- [DATA FOR PROCESSING]:
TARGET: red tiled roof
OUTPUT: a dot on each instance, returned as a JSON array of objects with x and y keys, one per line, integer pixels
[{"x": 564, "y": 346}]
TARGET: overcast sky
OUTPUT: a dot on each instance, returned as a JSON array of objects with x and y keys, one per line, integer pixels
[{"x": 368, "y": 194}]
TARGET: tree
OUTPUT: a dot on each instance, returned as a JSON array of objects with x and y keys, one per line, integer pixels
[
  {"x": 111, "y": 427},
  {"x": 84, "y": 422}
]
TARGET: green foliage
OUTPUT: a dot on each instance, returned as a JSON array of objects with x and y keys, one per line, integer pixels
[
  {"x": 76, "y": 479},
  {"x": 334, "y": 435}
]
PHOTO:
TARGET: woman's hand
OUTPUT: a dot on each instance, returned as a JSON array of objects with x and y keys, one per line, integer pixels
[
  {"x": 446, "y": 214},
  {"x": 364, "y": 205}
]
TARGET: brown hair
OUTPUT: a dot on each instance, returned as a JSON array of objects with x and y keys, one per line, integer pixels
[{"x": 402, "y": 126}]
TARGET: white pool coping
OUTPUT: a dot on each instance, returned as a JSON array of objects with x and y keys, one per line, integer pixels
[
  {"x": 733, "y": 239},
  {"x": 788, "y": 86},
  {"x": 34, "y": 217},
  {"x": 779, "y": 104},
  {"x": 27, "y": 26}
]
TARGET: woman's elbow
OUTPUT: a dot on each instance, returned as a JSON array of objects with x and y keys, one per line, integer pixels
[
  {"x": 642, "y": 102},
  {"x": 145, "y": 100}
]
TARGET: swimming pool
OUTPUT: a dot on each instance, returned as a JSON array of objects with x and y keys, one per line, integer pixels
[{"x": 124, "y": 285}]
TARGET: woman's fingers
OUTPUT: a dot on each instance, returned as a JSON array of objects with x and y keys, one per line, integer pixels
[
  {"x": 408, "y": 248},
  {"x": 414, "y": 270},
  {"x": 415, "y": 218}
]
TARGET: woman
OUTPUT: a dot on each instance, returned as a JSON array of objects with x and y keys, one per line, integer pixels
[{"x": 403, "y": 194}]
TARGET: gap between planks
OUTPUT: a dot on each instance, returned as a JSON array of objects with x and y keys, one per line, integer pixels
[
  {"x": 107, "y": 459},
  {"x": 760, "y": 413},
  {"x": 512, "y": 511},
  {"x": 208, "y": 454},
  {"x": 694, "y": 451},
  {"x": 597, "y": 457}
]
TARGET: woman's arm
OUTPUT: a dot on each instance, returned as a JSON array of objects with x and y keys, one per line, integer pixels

- [AIM]: Turn the records above into a numbered list, and leave out any blank lines.

- [EXERCISE OUTPUT]:
1. TARGET: red tiled roof
2. OUTPUT: a dot on each instance, returned as a JSON array of objects with x and y keys, one per line, integer pixels
3. [{"x": 564, "y": 346}]
4. TARGET: overcast sky
5. OUTPUT: a dot on each instance, returned as a JSON array of objects with x and y keys, one per line, integer pixels
6. [{"x": 368, "y": 194}]
7. TARGET: tree
8. OUTPUT: a dot on each instance, returned as a JSON array of objects with x and y keys, one per line, integer pixels
9. [
10.   {"x": 111, "y": 427},
11.   {"x": 84, "y": 422}
12. ]
13. TARGET: green foliage
14. OUTPUT: a dot on each instance, returned as a JSON array of objects with x and y keys, one per line, integer pixels
15. [
16.   {"x": 76, "y": 479},
17.   {"x": 334, "y": 435}
18. ]
19. PHOTO:
20. TARGET: woman's hand
21. OUTPUT: a dot on each instance, returned as a JSON array of objects with x and y keys, one per line, integer pixels
22. [
23.   {"x": 446, "y": 214},
24.   {"x": 364, "y": 205}
25. ]
26. TARGET: brown hair
27. OUTPUT: a dot on each instance, returned as a JSON array of objects with x and y keys, one per line, integer pixels
28. [{"x": 402, "y": 126}]
29. TARGET: white pool coping
30. OUTPUT: a dot on each instance, returned as a JSON array of objects with x and y keys, one per line, integer pixels
31. [
32.   {"x": 733, "y": 239},
33.   {"x": 788, "y": 86},
34.   {"x": 34, "y": 217},
35.   {"x": 779, "y": 104},
36.   {"x": 27, "y": 26}
37. ]
38. TARGET: woman's elbow
39. OUTPUT: a dot on each instance, returned as a JSON array of objects with x and y keys, one per line, integer pixels
40. [
41.   {"x": 642, "y": 102},
42.   {"x": 145, "y": 100}
43. ]
44. TARGET: swimming pool
45. OUTPUT: a dot on each instance, returned as a JSON array of objects with x and y keys, one per line, integer pixels
46. [{"x": 124, "y": 285}]
47. TARGET: woman's fingers
48. OUTPUT: a dot on each instance, returned as a JSON array of objects with x and y keys, one per line, integer pixels
49. [
50.   {"x": 408, "y": 248},
51.   {"x": 414, "y": 270},
52.   {"x": 415, "y": 218}
53. ]
54. TARGET: woman
55. OUTPUT: a dot on each instance, returned as a JSON array of objects with x and y keys, one per line, integer pixels
56. [{"x": 403, "y": 194}]
57. TARGET: gap between planks
58. OUTPUT: a dot on each instance, returned as a JSON array of objects with x and y keys, one per line, integer pixels
59. [
60.   {"x": 107, "y": 459},
61.   {"x": 760, "y": 413},
62.   {"x": 512, "y": 511},
63.   {"x": 208, "y": 454},
64.   {"x": 694, "y": 451},
65.   {"x": 597, "y": 457}
66. ]
67. TARGET: woman's arm
68. OUTPUT: a dot on each instance, returned as a JSON array of objects with x and y keys, one per line, integer pixels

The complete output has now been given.